■ Work request
From the first line of the records down to the one that holds "Detect man kneeling in this picture.", transcribe each line exactly and add nothing.

-- Opening Marker --

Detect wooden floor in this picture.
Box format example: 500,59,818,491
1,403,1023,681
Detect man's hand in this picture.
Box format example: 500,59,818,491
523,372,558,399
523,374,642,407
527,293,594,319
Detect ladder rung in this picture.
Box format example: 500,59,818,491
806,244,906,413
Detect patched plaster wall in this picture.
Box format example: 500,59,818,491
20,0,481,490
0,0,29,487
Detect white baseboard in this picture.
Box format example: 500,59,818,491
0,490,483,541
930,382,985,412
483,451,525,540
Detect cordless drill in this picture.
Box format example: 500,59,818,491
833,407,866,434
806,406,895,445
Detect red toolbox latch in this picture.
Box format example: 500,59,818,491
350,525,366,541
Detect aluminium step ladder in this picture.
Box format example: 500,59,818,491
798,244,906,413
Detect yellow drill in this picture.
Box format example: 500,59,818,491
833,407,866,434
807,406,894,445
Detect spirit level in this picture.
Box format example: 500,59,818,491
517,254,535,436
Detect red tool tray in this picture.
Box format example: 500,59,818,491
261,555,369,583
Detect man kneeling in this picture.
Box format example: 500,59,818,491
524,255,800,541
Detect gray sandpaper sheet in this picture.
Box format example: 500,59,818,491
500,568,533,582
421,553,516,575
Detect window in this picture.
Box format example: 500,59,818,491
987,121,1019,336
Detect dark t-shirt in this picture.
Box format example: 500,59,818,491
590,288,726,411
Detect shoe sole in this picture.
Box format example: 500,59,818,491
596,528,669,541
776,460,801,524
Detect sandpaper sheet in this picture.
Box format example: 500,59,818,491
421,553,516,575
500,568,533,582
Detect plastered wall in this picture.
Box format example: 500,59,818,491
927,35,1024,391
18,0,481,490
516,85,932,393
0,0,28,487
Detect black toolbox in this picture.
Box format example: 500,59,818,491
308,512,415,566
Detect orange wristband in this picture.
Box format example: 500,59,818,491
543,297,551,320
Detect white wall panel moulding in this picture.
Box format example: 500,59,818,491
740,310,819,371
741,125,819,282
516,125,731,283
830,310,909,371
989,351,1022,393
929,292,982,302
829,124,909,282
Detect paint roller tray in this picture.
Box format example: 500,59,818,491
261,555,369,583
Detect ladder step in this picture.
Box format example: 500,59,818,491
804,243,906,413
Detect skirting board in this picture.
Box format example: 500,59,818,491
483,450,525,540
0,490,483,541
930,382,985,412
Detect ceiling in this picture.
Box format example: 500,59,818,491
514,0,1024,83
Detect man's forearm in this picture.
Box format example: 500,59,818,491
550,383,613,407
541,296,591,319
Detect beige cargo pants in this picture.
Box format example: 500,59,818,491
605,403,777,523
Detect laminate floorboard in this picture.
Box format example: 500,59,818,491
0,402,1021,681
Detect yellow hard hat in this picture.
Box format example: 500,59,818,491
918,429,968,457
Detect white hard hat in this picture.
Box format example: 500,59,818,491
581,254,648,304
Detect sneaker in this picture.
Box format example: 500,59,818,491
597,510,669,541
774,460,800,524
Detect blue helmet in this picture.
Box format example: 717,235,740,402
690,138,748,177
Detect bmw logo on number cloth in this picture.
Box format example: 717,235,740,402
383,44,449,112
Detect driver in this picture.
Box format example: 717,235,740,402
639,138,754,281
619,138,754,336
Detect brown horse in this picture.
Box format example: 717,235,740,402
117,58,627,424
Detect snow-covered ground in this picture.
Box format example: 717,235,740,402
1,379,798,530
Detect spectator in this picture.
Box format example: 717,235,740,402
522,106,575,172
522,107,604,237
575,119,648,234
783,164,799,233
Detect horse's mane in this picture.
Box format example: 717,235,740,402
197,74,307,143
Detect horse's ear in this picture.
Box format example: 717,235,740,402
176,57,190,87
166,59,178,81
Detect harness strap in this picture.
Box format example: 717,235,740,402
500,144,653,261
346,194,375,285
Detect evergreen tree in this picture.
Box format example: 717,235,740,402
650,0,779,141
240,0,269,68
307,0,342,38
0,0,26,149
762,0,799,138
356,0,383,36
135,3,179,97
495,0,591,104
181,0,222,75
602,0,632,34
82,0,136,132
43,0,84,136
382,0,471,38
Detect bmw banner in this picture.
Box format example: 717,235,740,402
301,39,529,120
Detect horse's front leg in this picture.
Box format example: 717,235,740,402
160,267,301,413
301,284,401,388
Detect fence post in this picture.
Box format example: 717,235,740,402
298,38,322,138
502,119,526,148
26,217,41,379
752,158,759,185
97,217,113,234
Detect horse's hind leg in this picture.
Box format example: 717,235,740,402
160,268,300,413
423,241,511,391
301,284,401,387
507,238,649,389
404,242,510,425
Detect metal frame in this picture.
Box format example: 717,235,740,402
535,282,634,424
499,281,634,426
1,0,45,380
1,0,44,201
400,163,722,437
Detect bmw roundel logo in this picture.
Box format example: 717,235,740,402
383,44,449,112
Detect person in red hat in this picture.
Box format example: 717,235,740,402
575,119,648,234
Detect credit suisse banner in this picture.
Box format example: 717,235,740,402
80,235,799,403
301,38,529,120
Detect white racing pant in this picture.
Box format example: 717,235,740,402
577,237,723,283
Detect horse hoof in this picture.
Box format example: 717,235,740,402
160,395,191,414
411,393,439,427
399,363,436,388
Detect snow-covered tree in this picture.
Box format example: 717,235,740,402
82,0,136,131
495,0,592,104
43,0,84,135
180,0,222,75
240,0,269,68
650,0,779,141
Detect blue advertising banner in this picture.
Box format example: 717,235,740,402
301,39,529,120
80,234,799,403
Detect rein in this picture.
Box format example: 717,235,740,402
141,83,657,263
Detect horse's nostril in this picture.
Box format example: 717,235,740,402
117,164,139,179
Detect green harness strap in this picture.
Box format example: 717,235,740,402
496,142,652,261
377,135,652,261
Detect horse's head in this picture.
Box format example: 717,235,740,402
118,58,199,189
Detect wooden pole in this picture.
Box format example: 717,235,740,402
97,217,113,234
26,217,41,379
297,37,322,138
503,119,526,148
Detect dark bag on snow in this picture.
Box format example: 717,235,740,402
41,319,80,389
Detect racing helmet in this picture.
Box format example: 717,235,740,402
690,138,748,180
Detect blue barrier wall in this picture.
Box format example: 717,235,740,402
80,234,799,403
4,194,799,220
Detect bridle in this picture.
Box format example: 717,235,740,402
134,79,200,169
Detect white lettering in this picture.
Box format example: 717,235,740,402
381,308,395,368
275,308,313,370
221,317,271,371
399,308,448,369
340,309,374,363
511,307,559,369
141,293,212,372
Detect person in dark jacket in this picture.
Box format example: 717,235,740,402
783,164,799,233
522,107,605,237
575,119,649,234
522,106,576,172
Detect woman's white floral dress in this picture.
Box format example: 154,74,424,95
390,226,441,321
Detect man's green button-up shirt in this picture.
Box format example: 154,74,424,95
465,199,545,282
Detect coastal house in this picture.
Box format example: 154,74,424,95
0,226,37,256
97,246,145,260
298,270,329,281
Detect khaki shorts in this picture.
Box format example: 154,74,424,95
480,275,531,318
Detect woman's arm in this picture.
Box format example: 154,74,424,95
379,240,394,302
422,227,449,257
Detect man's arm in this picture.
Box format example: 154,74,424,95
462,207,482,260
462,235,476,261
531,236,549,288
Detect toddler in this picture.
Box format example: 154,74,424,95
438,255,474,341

-- Closing Marker --

■ Exercise output
Detect wooden floor in this picture.
Box format example: 500,59,818,491
1,403,1023,681
Detect man's hand in this picture.
Box format example: 500,59,818,491
523,372,558,399
523,374,642,407
527,293,594,319
Detect ladder rung in this picture.
Box format example: 500,59,818,491
806,244,906,413
Detect patched plaster wall in this picture.
Box format example: 500,59,818,491
20,0,481,490
0,0,29,487
Detect white baseboard in this picture.
Box format example: 500,59,818,491
0,490,483,541
930,382,985,412
483,451,525,540
Detect cordless drill in this picture.
Box format example: 500,59,818,491
833,407,866,434
806,406,895,445
Detect red toolbox latch in this picture.
Box format example: 500,59,818,491
350,525,366,541
Detect aluminium step ladder in this picture.
Box format example: 500,59,818,491
798,244,906,413
Detect yellow drill in this picture.
Box format example: 500,59,818,491
833,407,866,434
807,406,894,445
Detect spirit level in this picture.
Box format example: 500,59,818,491
517,254,535,436
Detect red tool tray in this picture.
Box format example: 500,59,818,491
261,555,369,583
Detect man kneeling in this picture.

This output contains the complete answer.